* Задание A
Какие имена собственные встречаются в отрывке о «Жиле» ниже? Выпишите каждое по одному разу в той форме, в какой оно стоит в тексте.

* Избранный отрывок
►

И потому, делая вывеску для театра, Ватто мог бы быть куда свободнее, как был он ничем не скован, когда через несколько лет с поразительной легкостью и невиданной фантазией писал вывеску для лавки Жерсена. Работая как бы для забавы, художник забывает об обычной сдержанности, делается непосредственнее; спрятанные от других, да и от самого себя мысли, никогда не произносившиеся ни вслух, ни даже в глубине души, вдруг почти что сами возникают на холсте.
Ведь если согласиться, что каждая настоящая картина в какой-то мере духовный автопортрет художника, то, чем свободнее художник, тем больше сходства.
Как бы то ни было, трудно отказаться от мысли, что в «Жиле» Ватто как бы застал врасплох собственную душу. Сказал больше, чем хотел.
Утверждать, что печальный паяц — та роль, в которой видит себя художник на жизненной сцене, было бы смешной банальностью — слишком уж на поверхности лежит такое суждение.

◄

* Записи с точечной разметкой

►

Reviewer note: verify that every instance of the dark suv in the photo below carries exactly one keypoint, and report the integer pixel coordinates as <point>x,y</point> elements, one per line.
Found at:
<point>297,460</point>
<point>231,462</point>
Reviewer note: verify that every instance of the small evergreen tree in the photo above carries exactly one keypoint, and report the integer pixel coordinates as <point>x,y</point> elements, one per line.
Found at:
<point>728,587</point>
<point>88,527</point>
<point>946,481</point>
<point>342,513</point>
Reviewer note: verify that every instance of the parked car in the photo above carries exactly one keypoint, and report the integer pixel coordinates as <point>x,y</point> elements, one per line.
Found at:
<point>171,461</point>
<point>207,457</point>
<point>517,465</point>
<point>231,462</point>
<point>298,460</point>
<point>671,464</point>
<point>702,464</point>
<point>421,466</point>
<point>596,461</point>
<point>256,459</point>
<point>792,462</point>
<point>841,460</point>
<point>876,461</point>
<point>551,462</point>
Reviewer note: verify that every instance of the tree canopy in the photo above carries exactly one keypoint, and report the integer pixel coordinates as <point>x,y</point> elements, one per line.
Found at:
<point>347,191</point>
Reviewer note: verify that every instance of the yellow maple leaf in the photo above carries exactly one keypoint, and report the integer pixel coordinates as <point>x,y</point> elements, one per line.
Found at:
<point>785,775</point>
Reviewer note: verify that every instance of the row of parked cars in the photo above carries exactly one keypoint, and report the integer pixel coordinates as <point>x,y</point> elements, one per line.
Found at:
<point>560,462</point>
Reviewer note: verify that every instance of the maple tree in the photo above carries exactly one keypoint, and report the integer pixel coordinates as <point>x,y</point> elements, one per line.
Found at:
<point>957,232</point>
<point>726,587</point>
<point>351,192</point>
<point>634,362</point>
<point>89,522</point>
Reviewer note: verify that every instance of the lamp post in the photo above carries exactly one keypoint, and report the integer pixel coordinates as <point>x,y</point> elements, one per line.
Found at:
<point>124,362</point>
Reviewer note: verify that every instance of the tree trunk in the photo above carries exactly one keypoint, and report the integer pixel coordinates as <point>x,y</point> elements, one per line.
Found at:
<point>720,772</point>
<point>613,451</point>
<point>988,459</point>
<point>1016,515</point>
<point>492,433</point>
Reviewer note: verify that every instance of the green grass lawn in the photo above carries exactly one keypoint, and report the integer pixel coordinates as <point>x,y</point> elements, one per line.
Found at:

◄

* Задание B
Соберите из списка все строки, где есть слово «maple», с учетом регистра.

* Правильный ответ A
Ватто, Жерсена, «Жиле»

* Правильный ответ B
Reviewer note: verify that every instance of the yellow maple leaf in the photo above carries exactly one keypoint, and report the integer pixel coordinates as <point>x,y</point> elements, one per line.
Reviewer note: verify that every instance of the maple tree in the photo above carries exactly one keypoint, and report the integer pixel coordinates as <point>x,y</point> elements, one per line.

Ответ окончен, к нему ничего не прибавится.